Region annotation entries:
+ + + + +

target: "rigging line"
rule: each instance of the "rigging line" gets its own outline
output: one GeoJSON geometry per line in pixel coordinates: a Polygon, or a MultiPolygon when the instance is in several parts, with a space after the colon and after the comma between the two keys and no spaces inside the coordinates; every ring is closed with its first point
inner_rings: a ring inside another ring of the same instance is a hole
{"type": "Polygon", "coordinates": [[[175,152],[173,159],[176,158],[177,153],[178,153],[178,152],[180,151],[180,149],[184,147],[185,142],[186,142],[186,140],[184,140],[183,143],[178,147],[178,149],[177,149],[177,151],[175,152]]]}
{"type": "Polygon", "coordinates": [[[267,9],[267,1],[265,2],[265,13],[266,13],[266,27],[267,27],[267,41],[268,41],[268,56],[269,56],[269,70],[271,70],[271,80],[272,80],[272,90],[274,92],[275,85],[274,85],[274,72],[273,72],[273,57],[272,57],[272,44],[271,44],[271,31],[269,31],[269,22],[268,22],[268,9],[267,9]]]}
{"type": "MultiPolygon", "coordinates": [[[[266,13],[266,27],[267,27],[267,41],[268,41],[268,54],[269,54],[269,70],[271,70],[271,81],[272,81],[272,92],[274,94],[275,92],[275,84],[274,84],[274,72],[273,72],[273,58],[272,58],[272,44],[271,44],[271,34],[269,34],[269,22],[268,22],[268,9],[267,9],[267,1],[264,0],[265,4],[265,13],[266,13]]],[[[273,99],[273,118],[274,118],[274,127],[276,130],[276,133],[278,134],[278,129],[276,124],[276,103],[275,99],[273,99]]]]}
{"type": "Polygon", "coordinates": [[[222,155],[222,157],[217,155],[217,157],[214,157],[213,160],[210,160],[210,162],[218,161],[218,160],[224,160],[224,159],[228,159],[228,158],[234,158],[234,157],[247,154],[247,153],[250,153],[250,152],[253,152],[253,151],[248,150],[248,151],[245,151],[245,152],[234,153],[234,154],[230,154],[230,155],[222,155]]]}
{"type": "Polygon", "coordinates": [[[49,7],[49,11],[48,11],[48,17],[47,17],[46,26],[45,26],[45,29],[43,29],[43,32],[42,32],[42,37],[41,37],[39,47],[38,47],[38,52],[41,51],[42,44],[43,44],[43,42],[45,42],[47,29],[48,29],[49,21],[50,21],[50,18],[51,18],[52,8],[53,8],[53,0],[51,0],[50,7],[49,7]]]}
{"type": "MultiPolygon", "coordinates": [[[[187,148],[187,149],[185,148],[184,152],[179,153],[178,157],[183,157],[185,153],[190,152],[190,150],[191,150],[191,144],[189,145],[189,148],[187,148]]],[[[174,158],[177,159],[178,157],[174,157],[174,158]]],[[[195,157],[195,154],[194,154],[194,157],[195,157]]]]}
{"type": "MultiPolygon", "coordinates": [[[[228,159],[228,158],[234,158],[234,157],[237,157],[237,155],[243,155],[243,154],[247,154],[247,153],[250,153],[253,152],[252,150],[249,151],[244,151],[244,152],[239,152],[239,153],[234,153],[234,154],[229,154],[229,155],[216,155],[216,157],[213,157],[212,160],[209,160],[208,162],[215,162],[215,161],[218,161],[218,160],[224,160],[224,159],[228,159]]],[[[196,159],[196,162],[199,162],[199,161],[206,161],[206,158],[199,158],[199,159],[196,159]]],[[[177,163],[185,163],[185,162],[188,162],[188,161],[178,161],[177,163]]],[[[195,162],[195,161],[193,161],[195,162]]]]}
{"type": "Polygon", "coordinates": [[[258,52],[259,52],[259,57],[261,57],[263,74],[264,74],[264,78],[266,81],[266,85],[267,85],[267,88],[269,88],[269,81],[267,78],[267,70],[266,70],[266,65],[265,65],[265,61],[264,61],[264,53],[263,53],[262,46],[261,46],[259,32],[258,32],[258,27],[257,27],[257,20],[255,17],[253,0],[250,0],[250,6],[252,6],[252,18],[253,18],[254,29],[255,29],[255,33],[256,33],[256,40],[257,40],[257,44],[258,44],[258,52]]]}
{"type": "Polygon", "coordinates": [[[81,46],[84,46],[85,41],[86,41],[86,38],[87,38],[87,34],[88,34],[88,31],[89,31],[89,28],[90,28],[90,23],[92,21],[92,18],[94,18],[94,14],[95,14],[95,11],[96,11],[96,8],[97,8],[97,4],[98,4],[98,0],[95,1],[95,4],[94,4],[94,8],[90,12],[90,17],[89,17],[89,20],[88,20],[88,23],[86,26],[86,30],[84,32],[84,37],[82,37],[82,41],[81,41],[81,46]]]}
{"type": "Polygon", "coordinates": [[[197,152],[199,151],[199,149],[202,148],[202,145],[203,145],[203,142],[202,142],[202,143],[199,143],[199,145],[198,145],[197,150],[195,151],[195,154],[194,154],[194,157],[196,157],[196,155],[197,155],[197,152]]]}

+ + + + +

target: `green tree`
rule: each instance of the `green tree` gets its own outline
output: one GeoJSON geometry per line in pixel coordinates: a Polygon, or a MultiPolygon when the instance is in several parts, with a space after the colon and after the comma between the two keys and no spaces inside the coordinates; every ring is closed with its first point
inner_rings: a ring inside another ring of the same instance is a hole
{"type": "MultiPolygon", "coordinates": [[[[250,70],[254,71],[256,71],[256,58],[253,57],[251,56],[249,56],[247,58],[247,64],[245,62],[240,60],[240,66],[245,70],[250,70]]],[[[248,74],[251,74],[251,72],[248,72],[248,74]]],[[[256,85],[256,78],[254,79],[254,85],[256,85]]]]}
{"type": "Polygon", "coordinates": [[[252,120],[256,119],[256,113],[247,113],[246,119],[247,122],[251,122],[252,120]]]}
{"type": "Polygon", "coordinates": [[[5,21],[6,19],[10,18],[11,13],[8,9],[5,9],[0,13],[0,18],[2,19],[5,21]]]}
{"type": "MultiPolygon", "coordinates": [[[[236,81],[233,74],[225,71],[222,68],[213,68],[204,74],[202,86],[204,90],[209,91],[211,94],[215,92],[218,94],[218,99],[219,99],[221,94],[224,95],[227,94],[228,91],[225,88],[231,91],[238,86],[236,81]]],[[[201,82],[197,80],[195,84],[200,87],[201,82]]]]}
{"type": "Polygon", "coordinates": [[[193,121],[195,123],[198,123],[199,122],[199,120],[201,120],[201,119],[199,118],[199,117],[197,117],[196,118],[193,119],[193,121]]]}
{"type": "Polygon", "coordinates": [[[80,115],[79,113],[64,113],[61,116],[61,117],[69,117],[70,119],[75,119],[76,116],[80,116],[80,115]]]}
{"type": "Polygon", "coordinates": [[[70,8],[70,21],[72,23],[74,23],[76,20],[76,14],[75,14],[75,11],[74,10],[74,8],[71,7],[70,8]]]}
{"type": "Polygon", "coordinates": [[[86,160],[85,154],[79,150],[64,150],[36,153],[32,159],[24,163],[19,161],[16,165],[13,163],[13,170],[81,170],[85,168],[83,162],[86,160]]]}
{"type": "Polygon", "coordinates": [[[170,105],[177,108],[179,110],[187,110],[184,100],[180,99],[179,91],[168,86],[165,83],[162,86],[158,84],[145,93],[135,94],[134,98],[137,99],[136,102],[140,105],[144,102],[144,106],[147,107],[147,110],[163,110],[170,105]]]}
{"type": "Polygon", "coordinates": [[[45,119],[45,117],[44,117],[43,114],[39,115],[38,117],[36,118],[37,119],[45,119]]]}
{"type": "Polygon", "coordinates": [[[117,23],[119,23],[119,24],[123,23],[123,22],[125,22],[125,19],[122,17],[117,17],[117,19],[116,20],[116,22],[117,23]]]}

+ + + + +

Required task:
How many lines of the entries above contain the string "tree"? Reply with the number alone.

The response:
2